▶ INPUT RECORDS:
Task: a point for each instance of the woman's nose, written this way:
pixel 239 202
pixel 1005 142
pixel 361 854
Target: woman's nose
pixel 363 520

▶ TASK DESCRIPTION:
Reproduce the data shown above exactly.

▶ THE OUTPUT:
Task: a point for each instance of the woman's nose, written this way:
pixel 239 202
pixel 1005 142
pixel 361 854
Target: woman's nose
pixel 363 520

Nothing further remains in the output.